作業課題: 下の提示文のうち、「人間の体には腎臓と呼ばれる臓器があります。」で始まり「おしっこ自体が出なくなります。」で終わる段落を、主要な事実を残したまま箇条書きに書き改めてください。

提示文:
————————
こんばんは。Kです。
最近は「副業」という言葉をネットでも電車の中でもよく見るようになりました。
有名なのは「せどり」「youtuber」「ウーバーイーツ」とかですかね。
本業以外の仕事を空き時間でやって収入を得るやり方です。
私は性格的に「せどり」は合わないのでメルカリは登録だけして放置してます。
youtubeへの動画投稿&編集は興味あるので明日からでもやりたいです。
ただ方向性を決めきれてないんですよね。看護はもうベテランの先輩方がまじめな動画投稿されてますし、ネタ系はあいりDXさんや天才ピアニストさんなんか有名ですね。
ウーバーはバイクでやれば結構稼げそう。
労働集約型(働いた分だけお金がもらえる)は時給がおいしくないと気が進まないのが正直な所です。
では本題いきます。
前回は美容ナースのお仕事についてお話しました。
今日は透析についてやります。
サクッと読みたい方はマーカーのあるとこだけ読んでくださいね。
・透析看護師になるには
看護師としてそれなりの規模の病院に就職すると、大体の人は病棟配属になります。
病院の機能としては一番大きいと言えるでしょう。
ケガや病気で入院が必要な人が24時間通して治療と療養生活を送るところですね。
ですが、病院には様々な顔があります。
大きく分けると外来/検査/それ以外でしょうか。
腰が痛い人は整形外科の外来に来るし、健康診断の人は検査室に来るでしょう。
透析はそれ以外の部分に当たります。私の病院では外来扱いでしたが。
手術室や内視鏡室に配属されるのと同じく、運よく(悪く?)病棟配属ではなくなると、
「あなた透析室行ってね」となるわけです。
そもそも、透析ってなんやねん。といいますと、正しくは血液浄化療法と言います。
ざっくりいうと血液を抜いて、血液の中のゴミを別の液体に移してから、元の体に返しています。
一時期インチキ医療で血液クレンジングが流行りましたが、あれとは違いますよ。
透析をするのは腎臓の働きが悪くなった人です。主に末期腎不全の患者さんですね。
先生や臨床工学技士(ME)さんに見られたら色々突っ込まれそうですが、気にせずいきます。
人間の体には腎臓と呼ばれる臓器があります。
腰の背中側の右と左に一個ずつあるこぶし大の臓器です。
ここでは血液から体に必要ないもの(ゴミ)をおしっこにして取り出して捨てています。
ですが、この腎臓がやられると血液からゴミを持ってこれなくなったり、
必要なものまでおしっこから出しちゃったりします。
腎臓が完全にやられると、おしっこ自体が出なくなります。
————————
データ抜粋:
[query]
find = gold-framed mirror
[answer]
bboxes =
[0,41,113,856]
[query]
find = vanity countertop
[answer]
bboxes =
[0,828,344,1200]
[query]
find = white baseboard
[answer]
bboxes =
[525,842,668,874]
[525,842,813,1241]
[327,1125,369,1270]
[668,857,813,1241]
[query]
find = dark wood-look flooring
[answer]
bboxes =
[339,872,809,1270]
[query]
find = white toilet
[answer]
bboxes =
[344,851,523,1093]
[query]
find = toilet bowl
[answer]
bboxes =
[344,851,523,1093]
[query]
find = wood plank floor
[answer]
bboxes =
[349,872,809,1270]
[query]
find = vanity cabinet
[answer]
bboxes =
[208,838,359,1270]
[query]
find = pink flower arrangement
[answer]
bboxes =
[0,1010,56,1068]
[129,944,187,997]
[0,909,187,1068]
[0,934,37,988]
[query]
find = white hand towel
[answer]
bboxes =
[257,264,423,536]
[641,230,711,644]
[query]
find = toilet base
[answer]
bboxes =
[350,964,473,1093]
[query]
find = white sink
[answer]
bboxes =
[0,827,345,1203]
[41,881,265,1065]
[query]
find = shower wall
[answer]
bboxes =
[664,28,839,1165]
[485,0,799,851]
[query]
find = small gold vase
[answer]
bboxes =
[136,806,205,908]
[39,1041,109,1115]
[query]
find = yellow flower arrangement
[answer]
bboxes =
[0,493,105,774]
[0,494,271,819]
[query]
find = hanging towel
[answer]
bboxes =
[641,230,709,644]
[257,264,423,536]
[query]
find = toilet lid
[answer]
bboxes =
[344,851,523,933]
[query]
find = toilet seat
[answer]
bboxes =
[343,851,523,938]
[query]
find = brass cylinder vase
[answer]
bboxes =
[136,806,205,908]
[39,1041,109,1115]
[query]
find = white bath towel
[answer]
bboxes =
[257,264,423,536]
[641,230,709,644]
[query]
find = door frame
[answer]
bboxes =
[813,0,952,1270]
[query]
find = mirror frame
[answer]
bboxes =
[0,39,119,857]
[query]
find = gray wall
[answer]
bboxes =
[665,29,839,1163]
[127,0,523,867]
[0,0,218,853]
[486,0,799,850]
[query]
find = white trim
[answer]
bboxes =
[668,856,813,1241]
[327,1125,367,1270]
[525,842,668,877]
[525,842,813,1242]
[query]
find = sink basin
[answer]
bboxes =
————————
課題の解答:
・腎臓は、腰の背中側の左右に一つずつあるこぶし大の臓器である。
・血液から体に必要のないもの（ゴミ）を尿にして取り出し、捨てている。
・腎臓が損なわれると、血液からゴミを取り出せなくなったり、必要なものまで尿に出してしまったりする。
・腎臓が完全に損なわれると、尿そのものが出なくなる。